## EXERCISE GOAL
Turn every item below into a numbered list, one number per line, and leave out any blank lines.

⟨

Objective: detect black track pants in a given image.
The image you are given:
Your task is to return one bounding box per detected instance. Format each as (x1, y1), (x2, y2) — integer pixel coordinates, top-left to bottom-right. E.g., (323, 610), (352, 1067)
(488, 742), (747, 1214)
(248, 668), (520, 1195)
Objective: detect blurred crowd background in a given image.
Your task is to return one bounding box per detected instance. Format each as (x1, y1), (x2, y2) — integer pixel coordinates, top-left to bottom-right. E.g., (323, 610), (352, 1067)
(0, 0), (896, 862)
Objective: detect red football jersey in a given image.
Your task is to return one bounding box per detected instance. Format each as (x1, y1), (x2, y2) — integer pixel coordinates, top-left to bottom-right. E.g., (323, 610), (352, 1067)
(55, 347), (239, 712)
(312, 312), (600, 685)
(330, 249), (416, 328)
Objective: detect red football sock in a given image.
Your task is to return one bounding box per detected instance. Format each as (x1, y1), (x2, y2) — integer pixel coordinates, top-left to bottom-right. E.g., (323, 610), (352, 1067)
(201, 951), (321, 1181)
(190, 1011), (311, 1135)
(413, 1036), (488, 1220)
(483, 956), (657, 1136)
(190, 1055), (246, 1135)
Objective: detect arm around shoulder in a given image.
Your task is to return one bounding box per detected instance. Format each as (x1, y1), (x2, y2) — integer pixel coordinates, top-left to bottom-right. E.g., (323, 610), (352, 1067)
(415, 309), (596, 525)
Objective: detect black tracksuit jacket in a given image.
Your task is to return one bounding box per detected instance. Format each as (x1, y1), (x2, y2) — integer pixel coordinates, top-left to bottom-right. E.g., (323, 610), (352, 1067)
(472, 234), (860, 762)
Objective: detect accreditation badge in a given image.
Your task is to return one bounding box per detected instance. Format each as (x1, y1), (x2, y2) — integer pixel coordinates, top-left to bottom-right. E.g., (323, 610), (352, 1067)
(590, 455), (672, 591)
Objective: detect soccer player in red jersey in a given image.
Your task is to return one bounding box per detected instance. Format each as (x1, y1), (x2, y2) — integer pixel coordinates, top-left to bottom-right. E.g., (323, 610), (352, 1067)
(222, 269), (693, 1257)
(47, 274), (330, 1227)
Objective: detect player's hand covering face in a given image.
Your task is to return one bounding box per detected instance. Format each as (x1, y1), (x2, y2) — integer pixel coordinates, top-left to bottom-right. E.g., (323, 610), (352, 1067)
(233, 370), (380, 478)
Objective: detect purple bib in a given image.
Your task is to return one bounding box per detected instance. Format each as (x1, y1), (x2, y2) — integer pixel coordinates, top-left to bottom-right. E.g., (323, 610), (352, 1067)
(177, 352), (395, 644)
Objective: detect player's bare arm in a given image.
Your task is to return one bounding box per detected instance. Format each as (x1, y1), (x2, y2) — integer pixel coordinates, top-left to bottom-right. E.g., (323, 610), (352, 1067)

⟩

## TASK RESULT
1. Objective: detect black track pants in a given image.
2. The image you are given:
3. Your task is to return one bounding box per detected instance. Format each as (x1, y1), (x2, y2) — integer pixel coordinates, top-left to bottom-right. E.g., (323, 610), (352, 1067)
4. (488, 742), (747, 1214)
5. (248, 668), (520, 1195)
6. Objective: detect blurred crowd background in a given image.
7. Your task is to return one bounding box per detected instance. Format each as (x1, y1), (x2, y2) — integer pixel coordinates, top-left to bottom-right. E.g., (323, 610), (352, 1067)
8. (0, 0), (896, 862)
9. Objective: detect red football jersey in a given image.
10. Your task is to return one bounding box per detected instance. Format each as (x1, y1), (x2, y2) — integer pixel coordinates, top-left to bottom-right. E.g., (323, 610), (352, 1067)
11. (55, 347), (239, 712)
12. (312, 312), (600, 685)
13. (330, 249), (416, 328)
14. Objective: detect red football sock in a given image.
15. Your task is to return one bounding box per detected instance. Format each as (x1, y1), (x2, y2) — integer pixel coordinates, top-left to bottom-right. E.g., (323, 610), (352, 1067)
16. (201, 951), (321, 1181)
17. (190, 1011), (311, 1135)
18. (413, 1036), (488, 1220)
19. (483, 956), (657, 1136)
20. (190, 1055), (246, 1135)
21. Objective: detect arm around shoulder in a given image.
22. Your task is to return one bounding box per detected instance. Format each as (x1, y1), (x2, y2) — integer pixel coordinates, top-left to bottom-right. E.g., (323, 610), (352, 1067)
23. (415, 309), (596, 525)
24. Objective: detect black tracksuit jacket in a given image.
25. Your task is to return one bounding box per detected instance. Format each as (x1, y1), (x2, y2) — integer pixel coordinates, top-left to bottom-right. E.g., (323, 610), (352, 1067)
26. (472, 234), (860, 762)
27. Objective: detect accreditation badge in a given image.
28. Your task is to return one bounding box per detected instance. Format each as (x1, y1), (x2, y2) — integer pixel coordinates, top-left to bottom-right. E.g., (323, 610), (352, 1067)
29. (590, 455), (672, 591)
30. Objective: detect soccer player in red jersey in a given image.
31. Your task is to return one bounding box per detected instance. Format each as (x1, y1), (x2, y2) — integer pixel coordinates, top-left to bottom-right. E.g., (323, 610), (352, 1067)
32. (222, 269), (693, 1257)
33. (47, 274), (330, 1227)
34. Objective: detect player's hand covering face in a given image.
35. Your task is to return one bounding box per detected instance. Format each as (x1, y1), (x2, y2) — integer pixel coordinates, top-left to bottom-right. E.g., (323, 610), (352, 1067)
36. (233, 370), (380, 478)
37. Objective: detect purple bib in a given image.
38. Your task is to return one bounding box per detected instance. Format each as (x1, y1), (x2, y2) — integer pixel coordinates, top-left to bottom-right. E.g., (323, 610), (352, 1067)
39. (177, 352), (395, 644)
40. Objective: detect player's bare arm in a given image.
41. Your task is to return one bounding box per detected instance. Format each as (x1, y1), (x2, y2) — integer pixel coordinates, top-left to bottom-right. E.g., (323, 610), (352, 1067)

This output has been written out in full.